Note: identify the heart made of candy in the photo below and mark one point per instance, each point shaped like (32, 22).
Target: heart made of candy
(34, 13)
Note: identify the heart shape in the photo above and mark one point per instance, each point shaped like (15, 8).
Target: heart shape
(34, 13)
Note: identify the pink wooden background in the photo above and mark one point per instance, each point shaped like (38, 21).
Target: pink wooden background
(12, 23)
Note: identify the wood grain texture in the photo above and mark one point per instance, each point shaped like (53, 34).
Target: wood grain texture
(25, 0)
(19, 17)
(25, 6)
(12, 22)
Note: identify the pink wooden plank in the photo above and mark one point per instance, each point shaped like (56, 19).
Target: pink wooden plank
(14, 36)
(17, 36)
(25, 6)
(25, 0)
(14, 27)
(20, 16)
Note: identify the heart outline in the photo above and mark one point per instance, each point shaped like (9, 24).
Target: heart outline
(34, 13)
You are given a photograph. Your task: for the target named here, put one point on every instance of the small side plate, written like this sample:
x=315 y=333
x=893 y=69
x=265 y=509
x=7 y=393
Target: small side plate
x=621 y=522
---
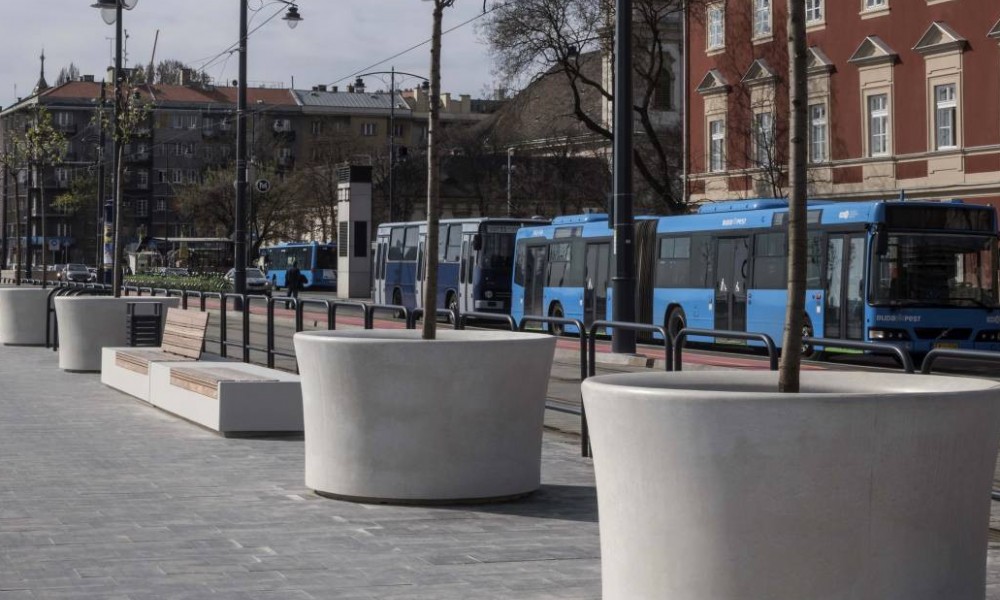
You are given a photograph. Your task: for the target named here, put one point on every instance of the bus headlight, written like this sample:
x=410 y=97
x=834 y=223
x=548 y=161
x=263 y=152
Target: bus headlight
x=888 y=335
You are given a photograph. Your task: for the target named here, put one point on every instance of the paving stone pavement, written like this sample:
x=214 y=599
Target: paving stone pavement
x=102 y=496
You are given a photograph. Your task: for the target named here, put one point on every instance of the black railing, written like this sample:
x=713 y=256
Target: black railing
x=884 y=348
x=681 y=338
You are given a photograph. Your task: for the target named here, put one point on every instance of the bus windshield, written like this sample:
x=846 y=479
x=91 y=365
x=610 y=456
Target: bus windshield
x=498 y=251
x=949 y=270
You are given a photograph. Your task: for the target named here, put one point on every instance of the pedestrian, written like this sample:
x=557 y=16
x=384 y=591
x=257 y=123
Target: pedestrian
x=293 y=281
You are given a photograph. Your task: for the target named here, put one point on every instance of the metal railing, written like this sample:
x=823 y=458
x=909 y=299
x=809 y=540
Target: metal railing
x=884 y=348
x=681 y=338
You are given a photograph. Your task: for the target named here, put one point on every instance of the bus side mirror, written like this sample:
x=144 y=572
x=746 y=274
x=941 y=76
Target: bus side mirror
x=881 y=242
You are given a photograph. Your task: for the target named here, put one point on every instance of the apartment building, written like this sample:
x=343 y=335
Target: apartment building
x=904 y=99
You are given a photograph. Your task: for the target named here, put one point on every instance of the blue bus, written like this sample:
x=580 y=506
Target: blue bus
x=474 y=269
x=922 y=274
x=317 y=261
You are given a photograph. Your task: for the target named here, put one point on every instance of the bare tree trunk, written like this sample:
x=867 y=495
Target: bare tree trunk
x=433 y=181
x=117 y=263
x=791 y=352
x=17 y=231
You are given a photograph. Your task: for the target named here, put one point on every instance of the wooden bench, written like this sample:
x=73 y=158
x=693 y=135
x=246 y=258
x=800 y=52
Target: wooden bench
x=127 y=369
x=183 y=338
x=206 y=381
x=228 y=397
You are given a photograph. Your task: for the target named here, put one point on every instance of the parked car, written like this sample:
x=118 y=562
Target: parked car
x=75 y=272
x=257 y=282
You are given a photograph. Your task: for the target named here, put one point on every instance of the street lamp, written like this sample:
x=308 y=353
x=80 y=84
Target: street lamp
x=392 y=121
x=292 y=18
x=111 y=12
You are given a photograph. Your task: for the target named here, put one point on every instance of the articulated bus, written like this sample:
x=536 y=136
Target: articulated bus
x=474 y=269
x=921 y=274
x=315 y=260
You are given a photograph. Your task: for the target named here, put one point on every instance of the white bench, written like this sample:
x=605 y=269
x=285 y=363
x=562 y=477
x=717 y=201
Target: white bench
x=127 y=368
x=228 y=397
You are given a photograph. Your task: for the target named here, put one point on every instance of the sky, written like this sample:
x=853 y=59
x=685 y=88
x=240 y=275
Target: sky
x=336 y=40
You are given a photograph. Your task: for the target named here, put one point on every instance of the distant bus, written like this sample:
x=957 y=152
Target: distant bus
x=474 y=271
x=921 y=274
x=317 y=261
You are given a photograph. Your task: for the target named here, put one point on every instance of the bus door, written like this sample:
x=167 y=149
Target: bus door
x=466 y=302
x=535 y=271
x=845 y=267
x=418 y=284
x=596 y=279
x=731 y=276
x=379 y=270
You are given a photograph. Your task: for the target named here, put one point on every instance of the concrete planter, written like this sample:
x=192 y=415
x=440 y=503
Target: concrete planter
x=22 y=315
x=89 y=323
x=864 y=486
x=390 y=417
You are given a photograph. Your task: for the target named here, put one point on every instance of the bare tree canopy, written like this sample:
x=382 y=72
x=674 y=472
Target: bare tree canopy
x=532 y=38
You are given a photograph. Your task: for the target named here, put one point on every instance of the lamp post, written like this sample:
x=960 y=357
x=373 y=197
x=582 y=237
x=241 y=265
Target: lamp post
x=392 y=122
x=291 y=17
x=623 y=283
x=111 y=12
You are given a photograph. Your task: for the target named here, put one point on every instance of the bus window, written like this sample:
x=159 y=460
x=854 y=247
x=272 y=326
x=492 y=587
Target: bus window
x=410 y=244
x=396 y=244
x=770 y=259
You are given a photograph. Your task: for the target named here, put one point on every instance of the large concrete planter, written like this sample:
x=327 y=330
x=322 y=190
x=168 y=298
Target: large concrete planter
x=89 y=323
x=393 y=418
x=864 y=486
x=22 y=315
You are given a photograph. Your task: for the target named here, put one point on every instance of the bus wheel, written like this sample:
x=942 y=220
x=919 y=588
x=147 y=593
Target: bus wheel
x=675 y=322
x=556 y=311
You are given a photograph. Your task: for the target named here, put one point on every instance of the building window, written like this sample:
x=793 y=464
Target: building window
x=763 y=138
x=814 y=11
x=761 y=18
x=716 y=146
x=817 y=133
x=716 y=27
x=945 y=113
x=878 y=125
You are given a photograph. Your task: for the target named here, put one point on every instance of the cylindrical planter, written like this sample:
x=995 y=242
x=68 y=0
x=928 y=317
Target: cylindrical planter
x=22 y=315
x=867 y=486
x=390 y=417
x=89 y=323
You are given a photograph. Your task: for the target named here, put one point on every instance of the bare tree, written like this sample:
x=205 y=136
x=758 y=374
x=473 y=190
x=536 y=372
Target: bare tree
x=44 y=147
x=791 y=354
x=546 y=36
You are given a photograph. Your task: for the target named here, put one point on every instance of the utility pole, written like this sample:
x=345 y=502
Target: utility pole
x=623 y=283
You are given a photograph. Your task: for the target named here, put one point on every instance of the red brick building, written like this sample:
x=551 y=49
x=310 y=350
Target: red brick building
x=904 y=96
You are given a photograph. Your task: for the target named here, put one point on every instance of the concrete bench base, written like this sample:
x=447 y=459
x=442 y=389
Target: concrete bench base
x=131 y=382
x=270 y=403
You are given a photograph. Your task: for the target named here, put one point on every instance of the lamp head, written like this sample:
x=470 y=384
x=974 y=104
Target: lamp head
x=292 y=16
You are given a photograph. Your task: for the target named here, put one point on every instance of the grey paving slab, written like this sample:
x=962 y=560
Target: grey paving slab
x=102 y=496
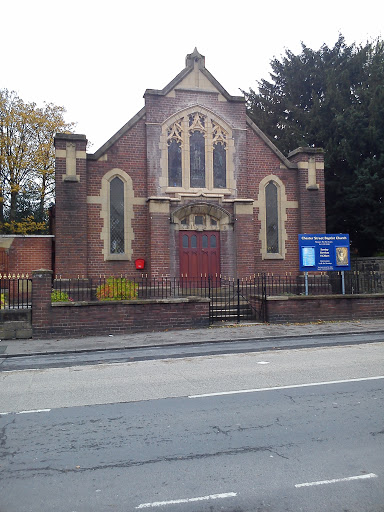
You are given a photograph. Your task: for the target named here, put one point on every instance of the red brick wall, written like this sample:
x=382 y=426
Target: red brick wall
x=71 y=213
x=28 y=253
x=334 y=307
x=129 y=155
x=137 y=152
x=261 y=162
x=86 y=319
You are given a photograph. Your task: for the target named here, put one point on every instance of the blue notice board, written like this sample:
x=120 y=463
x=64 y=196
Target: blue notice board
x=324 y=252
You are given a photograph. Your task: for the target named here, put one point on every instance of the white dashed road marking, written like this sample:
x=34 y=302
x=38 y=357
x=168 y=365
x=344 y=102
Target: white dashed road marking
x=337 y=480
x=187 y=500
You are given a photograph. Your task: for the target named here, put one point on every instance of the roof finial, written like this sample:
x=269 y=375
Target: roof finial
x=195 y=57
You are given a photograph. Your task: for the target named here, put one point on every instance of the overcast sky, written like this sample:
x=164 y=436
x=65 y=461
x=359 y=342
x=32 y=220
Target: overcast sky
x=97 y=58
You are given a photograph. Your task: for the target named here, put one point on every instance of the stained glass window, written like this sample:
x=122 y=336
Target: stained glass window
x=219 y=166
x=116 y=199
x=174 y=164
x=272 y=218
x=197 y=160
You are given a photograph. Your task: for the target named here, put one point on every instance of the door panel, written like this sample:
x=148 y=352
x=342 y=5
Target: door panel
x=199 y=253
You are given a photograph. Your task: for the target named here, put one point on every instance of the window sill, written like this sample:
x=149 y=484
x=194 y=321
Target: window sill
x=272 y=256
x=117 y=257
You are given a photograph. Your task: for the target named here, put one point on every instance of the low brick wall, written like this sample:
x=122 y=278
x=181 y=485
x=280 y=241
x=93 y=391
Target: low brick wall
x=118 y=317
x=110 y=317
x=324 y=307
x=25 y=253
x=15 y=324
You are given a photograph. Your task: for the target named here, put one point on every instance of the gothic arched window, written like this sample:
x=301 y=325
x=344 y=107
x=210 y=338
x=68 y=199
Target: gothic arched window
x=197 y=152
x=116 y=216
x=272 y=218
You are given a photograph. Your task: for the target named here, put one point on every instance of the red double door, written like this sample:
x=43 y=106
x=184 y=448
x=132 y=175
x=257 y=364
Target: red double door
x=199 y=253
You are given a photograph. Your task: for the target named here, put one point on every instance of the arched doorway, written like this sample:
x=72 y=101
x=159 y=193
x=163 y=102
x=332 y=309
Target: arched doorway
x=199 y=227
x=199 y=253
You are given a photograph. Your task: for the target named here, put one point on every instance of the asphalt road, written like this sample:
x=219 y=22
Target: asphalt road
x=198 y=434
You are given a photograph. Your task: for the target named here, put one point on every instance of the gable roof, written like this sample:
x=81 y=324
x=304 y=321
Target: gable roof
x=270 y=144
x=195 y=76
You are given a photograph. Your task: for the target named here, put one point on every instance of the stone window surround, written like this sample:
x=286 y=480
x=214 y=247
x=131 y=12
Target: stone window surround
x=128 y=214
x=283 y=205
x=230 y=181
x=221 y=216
---
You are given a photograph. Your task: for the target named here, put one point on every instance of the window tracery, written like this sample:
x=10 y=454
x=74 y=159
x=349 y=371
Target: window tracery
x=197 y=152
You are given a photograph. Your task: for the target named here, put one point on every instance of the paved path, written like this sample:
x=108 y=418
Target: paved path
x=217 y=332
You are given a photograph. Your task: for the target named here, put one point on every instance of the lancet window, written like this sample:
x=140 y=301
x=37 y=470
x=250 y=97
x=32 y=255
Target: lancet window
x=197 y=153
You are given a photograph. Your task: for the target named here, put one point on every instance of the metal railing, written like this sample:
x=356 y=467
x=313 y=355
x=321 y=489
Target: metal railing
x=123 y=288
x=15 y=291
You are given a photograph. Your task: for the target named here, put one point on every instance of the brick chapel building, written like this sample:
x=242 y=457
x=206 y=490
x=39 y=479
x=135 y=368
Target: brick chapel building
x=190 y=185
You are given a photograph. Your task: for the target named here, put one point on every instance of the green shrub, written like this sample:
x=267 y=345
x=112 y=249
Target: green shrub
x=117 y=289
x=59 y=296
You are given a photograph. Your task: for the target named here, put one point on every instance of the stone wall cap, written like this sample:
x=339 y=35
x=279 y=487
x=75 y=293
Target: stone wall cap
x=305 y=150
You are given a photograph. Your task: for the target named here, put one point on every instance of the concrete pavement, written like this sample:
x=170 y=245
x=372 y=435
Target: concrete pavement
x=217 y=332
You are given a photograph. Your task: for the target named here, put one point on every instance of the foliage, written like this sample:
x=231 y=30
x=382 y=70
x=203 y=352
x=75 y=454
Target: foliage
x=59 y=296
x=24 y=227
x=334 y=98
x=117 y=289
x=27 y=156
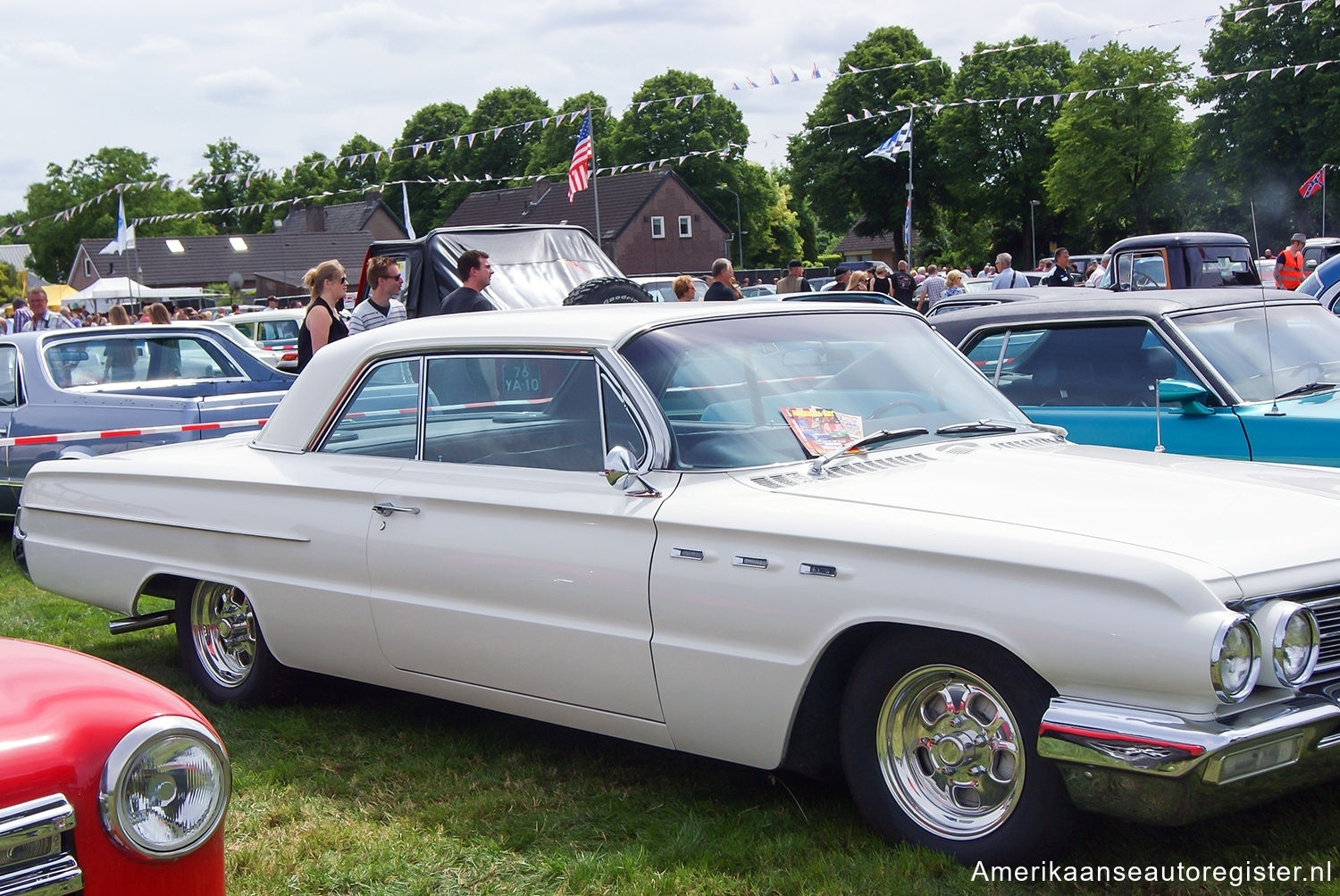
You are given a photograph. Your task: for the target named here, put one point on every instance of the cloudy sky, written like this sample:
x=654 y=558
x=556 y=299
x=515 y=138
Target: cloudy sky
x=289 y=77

=== The task ===
Every line containing the string "each" should be pulled from the listing and copied.

=== Problem solution ===
Note: identify the heart made of candy in the photo below and mark one point per instance, each point shaped like (32, 22).
Note: identify the heart shape in the photo above and mark one point per instance, each point shaped like (15, 8).
Note: identify the pink wooden background in the photo above and mark one point per instance, each point shaped like (38, 21).
Note: identify the wood grain texture in the photo above and mark one point per instance, each point shaped like (53, 34).
Note: identify the pink wooden plank in the photo above and mark one point per instance, each point shaped like (56, 19).
Note: identify the heart outline in the photo above and mark one point per instance, each point shaped like (9, 24).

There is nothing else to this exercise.